# Text block
○ ○ ○ ○

Skip to main content

Oregon Supreme Court Rules Jury Permitted to Consider Truckers Intoxication – Lasley v. Combined Transport

By September 30, 2011Verdicts and Settlements

As a Missouri semi truck accident attorney, I was interested to read a decision in which fault was split in an unusual way. In Lasley v. Combined Transport Inc. and Clemmer, a traffic accident caused by Combined Transport caused traffic to back up. In the resulting pileup, Judy Marie Clemmer ran her vehicle into a stopped pickup truck, killing Mark Alan Lasley. Lasley’s father sued both Clemmer and Combined Transport, and ultimately won a jury verdict that found Clemmer 78 percent at fault and Combined Transport 22 percent at fault. Combined Transport appealed and won a reversal; the Oregon Court of Appeals ruled that the jury should have heard evidence that Clemmer was intoxicated. Ultimately, the Oregon Supreme Court agreed, finding that Clemmer’s intoxication was relevant to the apportionment of fault.

○ ○ ○ ○

# Required tasks
**1.** List each person and company that the article on the Lasley ruling names in full.
**2.** Please write the next part of the article on the Lasley truck-crash ruling, picking up after its final sentence.

# Recorded data
○ ○ ○ ○

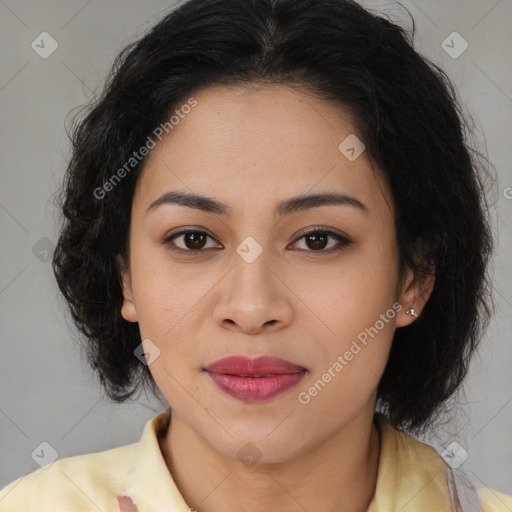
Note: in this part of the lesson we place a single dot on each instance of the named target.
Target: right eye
(192, 241)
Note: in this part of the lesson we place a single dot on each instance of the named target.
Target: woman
(273, 218)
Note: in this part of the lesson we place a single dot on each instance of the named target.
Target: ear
(128, 309)
(415, 292)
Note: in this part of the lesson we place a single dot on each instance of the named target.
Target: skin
(250, 148)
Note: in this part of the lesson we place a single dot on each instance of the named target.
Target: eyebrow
(286, 207)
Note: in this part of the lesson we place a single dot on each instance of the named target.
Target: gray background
(46, 392)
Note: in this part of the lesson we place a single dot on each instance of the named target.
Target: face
(251, 279)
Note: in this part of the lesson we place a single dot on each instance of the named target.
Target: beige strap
(463, 495)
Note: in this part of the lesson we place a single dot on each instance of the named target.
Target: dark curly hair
(408, 116)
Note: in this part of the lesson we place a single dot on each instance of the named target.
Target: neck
(338, 475)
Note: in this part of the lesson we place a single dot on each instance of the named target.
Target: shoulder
(79, 483)
(494, 501)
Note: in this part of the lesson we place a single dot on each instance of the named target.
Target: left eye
(316, 240)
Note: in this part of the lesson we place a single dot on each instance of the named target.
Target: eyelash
(342, 241)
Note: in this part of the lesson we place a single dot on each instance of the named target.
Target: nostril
(126, 504)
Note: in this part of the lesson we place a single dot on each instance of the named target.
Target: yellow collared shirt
(412, 477)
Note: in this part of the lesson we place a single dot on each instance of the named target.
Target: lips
(254, 380)
(263, 366)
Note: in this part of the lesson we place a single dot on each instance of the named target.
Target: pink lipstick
(254, 380)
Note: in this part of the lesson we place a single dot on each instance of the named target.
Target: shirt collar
(411, 475)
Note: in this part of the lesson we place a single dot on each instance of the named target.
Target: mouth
(255, 380)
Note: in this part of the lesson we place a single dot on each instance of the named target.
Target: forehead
(259, 142)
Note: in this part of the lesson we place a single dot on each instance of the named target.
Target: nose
(254, 299)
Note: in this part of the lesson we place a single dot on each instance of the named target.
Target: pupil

○ ○ ○ ○

# Outputs
**1.** Combined Transport Inc., Judy Marie Clemmer, Mark Alan Lasley

**2.**
Combined Transport lost part of its load of glass on Interstate 5 near Portland. Mark Lasley was caught in the resulting traffic, and Clemmer rear-ended his stopped truck, pushing it into a semi and causing leaks in the fuel lines that instantly caused a fatal fire. Clemmer later pleaded guilty to manslaughter and driving under the influence. Lasley’s father sued both parties. Before trial, Clemmer admitted to negligence in driving at an unsafe speed and not paying attention, causing the death. On the basis of that pleading, the court agreed to Lasley’s motion to exclude evidence of Clemmer’s criminal convictions. Ultimately, the jury apportioned 22 percent of the fault to Combined Transport and 78 percent to Clemmer. However, Combined Transport won a reversal from the Oregon appeals court. It ruled that Clemmer’s intoxication was relevant to both whether Combined Transport’s actions were a substantial cause of the death, and to the calculation of fault. The plaintiff appealed.
The Oregon Supreme Court upheld the ruling in part and reversed in part, finding that Clemmer’s intoxication was relevant only to the calculation of fault. The high court agreed with Consolidated Transport that juries must consider each defendant’s conduct together, but disagreed that defendants should be relieved of all liability if their contribution to the harm was insignificant compared to other defendants’. In this case, the Supreme Court found, Consolidated Transport’s conduct was a substantial factor because if it had not spilled its glass all over Interstate 5, Lasley would not have been stopped. And expert testimony showed that if he had been driving at highway speeds, a rear-end accident with Clemmer would likely not have killed him. Thus, Clemmer’s intoxication was irrelevant to the crash’s causation. However, the high court agreed with the appeals court that it was relevant to apportionment of fault, so it ordered a new trial only on the limited issue of each defendant’s fault. A dissent argued that Consolidated Transport should not get a new trial because its deficient pleadings, rather than a mistake by the trial court, were the reason the jury did not consider Clemmer’s intoxication.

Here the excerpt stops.